►

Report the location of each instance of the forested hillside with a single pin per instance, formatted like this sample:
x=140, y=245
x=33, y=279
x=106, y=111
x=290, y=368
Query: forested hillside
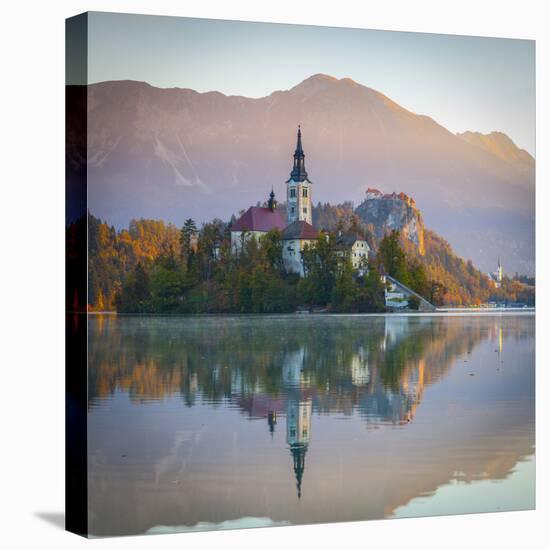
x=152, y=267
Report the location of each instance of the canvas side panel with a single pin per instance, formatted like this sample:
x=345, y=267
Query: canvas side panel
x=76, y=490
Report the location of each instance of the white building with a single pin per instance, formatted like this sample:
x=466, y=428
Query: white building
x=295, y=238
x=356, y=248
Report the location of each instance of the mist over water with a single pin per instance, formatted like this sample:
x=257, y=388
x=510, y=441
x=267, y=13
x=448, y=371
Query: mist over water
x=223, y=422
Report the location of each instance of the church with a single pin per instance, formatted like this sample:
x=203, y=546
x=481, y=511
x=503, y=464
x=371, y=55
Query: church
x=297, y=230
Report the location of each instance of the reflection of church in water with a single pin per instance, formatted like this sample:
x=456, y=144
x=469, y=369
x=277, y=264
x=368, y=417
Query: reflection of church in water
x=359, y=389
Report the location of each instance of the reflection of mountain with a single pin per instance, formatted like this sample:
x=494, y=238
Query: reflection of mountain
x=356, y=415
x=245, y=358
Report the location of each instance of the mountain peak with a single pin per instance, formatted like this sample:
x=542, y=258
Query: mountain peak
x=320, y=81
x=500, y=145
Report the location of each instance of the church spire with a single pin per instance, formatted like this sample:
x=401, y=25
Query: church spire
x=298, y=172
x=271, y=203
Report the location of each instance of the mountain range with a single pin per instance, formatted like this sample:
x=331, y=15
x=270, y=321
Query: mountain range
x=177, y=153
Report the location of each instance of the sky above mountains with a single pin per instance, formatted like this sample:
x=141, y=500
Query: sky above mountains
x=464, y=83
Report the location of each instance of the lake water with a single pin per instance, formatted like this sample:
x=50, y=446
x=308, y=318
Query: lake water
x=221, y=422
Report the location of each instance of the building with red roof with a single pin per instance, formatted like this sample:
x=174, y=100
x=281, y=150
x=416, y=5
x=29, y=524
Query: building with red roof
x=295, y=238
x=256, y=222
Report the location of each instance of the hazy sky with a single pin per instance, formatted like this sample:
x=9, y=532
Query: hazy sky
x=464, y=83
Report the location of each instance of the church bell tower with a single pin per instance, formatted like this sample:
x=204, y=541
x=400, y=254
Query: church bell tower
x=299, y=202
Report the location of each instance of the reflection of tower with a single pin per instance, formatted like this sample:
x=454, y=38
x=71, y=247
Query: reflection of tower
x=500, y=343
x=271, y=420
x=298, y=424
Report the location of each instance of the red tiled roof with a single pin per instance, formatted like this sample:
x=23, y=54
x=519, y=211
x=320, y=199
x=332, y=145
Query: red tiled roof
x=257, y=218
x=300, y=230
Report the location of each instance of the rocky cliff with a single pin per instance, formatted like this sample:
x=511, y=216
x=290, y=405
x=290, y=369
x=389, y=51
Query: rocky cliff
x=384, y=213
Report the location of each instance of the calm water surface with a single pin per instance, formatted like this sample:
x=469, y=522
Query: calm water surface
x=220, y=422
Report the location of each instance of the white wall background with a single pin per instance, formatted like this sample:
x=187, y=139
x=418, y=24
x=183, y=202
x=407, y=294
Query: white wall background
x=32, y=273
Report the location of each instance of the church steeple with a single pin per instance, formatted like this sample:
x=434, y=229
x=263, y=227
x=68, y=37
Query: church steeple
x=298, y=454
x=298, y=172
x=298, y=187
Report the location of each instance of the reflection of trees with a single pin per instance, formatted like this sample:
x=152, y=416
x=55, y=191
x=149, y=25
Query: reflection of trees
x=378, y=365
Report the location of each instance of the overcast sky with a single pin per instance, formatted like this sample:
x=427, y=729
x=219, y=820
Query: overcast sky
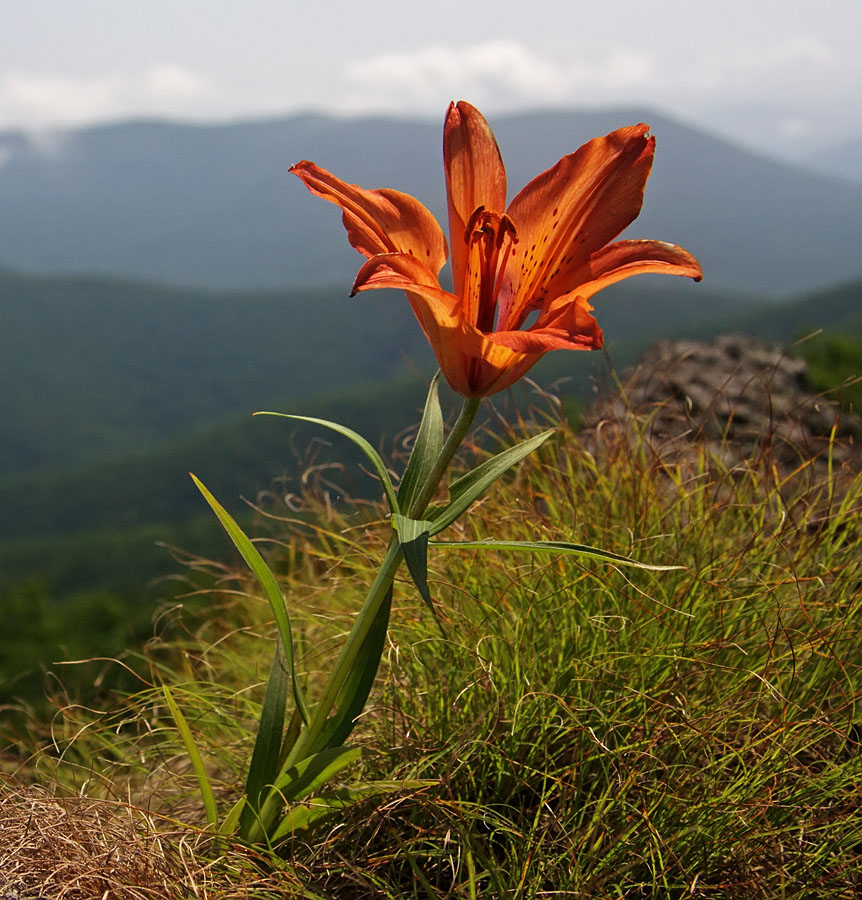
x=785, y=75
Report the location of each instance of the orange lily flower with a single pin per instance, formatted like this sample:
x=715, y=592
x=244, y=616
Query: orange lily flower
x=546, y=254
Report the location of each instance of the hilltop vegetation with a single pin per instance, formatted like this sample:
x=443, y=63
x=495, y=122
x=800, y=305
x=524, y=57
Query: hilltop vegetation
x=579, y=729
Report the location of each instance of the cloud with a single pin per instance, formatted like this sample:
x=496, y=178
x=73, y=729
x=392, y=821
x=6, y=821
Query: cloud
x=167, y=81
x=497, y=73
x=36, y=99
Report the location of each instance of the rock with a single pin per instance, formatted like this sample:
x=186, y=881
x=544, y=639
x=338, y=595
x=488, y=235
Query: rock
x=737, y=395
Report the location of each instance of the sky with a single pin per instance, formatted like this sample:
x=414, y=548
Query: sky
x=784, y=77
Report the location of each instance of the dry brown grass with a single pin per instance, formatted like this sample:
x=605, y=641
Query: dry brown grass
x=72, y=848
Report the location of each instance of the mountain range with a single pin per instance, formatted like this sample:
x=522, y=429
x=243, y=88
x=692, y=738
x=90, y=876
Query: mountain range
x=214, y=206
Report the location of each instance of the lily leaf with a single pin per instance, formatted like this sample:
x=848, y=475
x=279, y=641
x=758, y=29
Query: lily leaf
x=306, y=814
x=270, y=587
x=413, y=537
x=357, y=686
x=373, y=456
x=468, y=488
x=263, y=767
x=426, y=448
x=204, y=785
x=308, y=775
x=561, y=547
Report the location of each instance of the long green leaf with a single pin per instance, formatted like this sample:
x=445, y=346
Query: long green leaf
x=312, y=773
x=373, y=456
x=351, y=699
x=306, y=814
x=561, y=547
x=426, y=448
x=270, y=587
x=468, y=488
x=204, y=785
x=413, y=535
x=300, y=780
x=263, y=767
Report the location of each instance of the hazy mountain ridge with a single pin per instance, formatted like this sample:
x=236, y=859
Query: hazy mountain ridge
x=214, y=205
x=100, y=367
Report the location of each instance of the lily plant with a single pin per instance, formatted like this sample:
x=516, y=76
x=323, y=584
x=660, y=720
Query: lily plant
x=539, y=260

◄

### Written problem
Change every "single pin" in the material above to "single point", keep everything else the same, and leave out the pictures.

### Full answer
Report the location of each instance of the forested hillside with a single point per instance, formatted like this sample:
x=140, y=245
x=33, y=279
x=106, y=111
x=290, y=368
Query: forested hillside
x=152, y=267
Report the location of each instance of the canvas side panel with a single point per instance, formatted like this sample:
x=345, y=267
Query: canvas side panel
x=76, y=490
Report the location of each instance of the white building with a single point per instance, formatted like this sample:
x=466, y=428
Query: white building
x=295, y=238
x=356, y=248
Report the location of each instance of the mist over water with a single point per instance, formatted like this sample:
x=257, y=388
x=510, y=441
x=267, y=13
x=448, y=371
Query: mist over water
x=223, y=422
Report the location of each instance of the church with a single point per instance, formatted like this sample:
x=203, y=546
x=481, y=511
x=503, y=464
x=371, y=55
Query: church
x=297, y=230
Report the location of each instance of the reflection of church in water with a single point per instance, formatted like this sample:
x=456, y=144
x=469, y=369
x=277, y=264
x=368, y=417
Query: reflection of church in water
x=359, y=389
Report the location of each instance of the reflection of mountain with a single point per instance, formatted like this sample:
x=494, y=238
Query: reflection of mountain
x=356, y=415
x=245, y=358
Report the location of each instance of the mountain peak with a single point per instance, formatted like this sample:
x=542, y=258
Query: mountain peak
x=320, y=81
x=500, y=145
Report the location of each instance of the church spire with a single point per instance, formatted like this sample:
x=401, y=25
Query: church spire
x=298, y=172
x=271, y=203
Report the location of each instance of the mountain range with a single point per instance, formatted like this sample:
x=331, y=15
x=270, y=321
Query: mountain range
x=177, y=153
Report the location of each instance of the sky above mountains with a single point per instance, formatted like this sample:
x=141, y=500
Query: sky above mountains
x=464, y=83
Report the location of each instance of the lake water with a single point per instance, formatted like this sample:
x=50, y=446
x=308, y=318
Query: lake water
x=221, y=422
Report the location of each instance of the building with red roof with a single point per instance, formatted like this sample:
x=174, y=100
x=281, y=150
x=416, y=5
x=29, y=524
Query: building with red roof
x=295, y=238
x=256, y=222
Report the location of each instance of the hazy sky with a single point per instance, formatted like this sample:
x=9, y=532
Query: hazy sky
x=464, y=83
Report the location of each instance of the church bell tower with a single point per instance, formatted like this sample:
x=204, y=541
x=400, y=254
Query: church bell tower
x=299, y=202
Report the location of each instance of the reflection of tower with a single point per instance, formatted like this sample:
x=454, y=38
x=71, y=247
Query: reflection of tower
x=500, y=343
x=271, y=420
x=298, y=424
Report the location of each instance of the red tiled roof with a single point per instance, formatted like this sample:
x=23, y=54
x=519, y=211
x=320, y=199
x=332, y=145
Query: red tiled roof
x=257, y=218
x=300, y=230
Report the location of each instance of the rocky cliff with a single point per instance, formatted like this sample:
x=511, y=216
x=290, y=405
x=290, y=369
x=389, y=51
Query: rocky cliff
x=384, y=213
Report the location of each instance of the calm water surface with a single point per instance, formatted like this sample:
x=469, y=522
Query: calm water surface
x=220, y=422
Report the location of each instance of the white wall background with a single point per instance, formatted like this sample:
x=187, y=139
x=418, y=24
x=183, y=202
x=407, y=294
Query: white wall background
x=32, y=273
Report the location of each instance of the church steeple with a single point per instance, formatted like this sample:
x=434, y=229
x=263, y=227
x=68, y=37
Query: church steeple
x=298, y=454
x=298, y=172
x=298, y=187
Report the location of each instance of the reflection of trees with a single point per instance, formatted like this sample:
x=152, y=416
x=55, y=191
x=149, y=25
Query: reflection of trees
x=378, y=365
Report the location of each instance of the overcast sky with a single point per instance, formatted like this sample:
x=427, y=729
x=219, y=820
Query: overcast sky
x=785, y=75
Report the location of each instance of the orange lily flower with a single point per instance, formatted like this sample:
x=715, y=592
x=244, y=616
Query: orange lily flower
x=546, y=254
Report the location of each instance of the hilltop vegetation with a single point per instance, formatted like this sample:
x=443, y=63
x=495, y=122
x=800, y=305
x=524, y=57
Query: hilltop vegetation
x=579, y=729
Report the location of each instance of the cloud with a single point per instance, formatted like this sample:
x=496, y=178
x=73, y=729
x=392, y=821
x=6, y=821
Query: cloud
x=167, y=81
x=497, y=73
x=36, y=99
Report the location of each instance of the rock with a single point per instance, formatted like this sample:
x=186, y=881
x=544, y=639
x=338, y=595
x=488, y=235
Query: rock
x=737, y=395
Report the location of each instance of the sky with a single point per instance, formatted like this sample:
x=414, y=548
Query: sky
x=784, y=77
Report the location of each instance of the dry brown grass with a single point per instance, formatted like this sample:
x=605, y=641
Query: dry brown grass
x=72, y=848
Report the location of each instance of the mountain range with a single point per instance, formatted like this sample:
x=522, y=429
x=243, y=88
x=692, y=738
x=90, y=876
Query: mountain range
x=214, y=206
Report the location of each instance of the lily leaf with a single point per instance, formatted like this sample:
x=848, y=475
x=279, y=641
x=758, y=29
Query: lily leaf
x=306, y=814
x=270, y=587
x=413, y=537
x=357, y=686
x=373, y=456
x=468, y=488
x=263, y=767
x=426, y=448
x=204, y=785
x=308, y=775
x=561, y=547
Report the location of each instance of the long green leaf with a single point per instance, formatted like this sample:
x=445, y=346
Query: long green leaf
x=312, y=773
x=373, y=456
x=351, y=699
x=306, y=814
x=561, y=547
x=426, y=448
x=270, y=587
x=468, y=488
x=204, y=785
x=413, y=535
x=300, y=780
x=263, y=767
Report the location of each instance of the hazy mountain ridge with a single point per instance, formatted like this sample:
x=236, y=859
Query: hazy mountain ridge
x=214, y=205
x=100, y=367
Report the location of each instance of the lily plant with a single point per instance, formatted like this sample:
x=516, y=76
x=323, y=584
x=660, y=720
Query: lily plant
x=539, y=260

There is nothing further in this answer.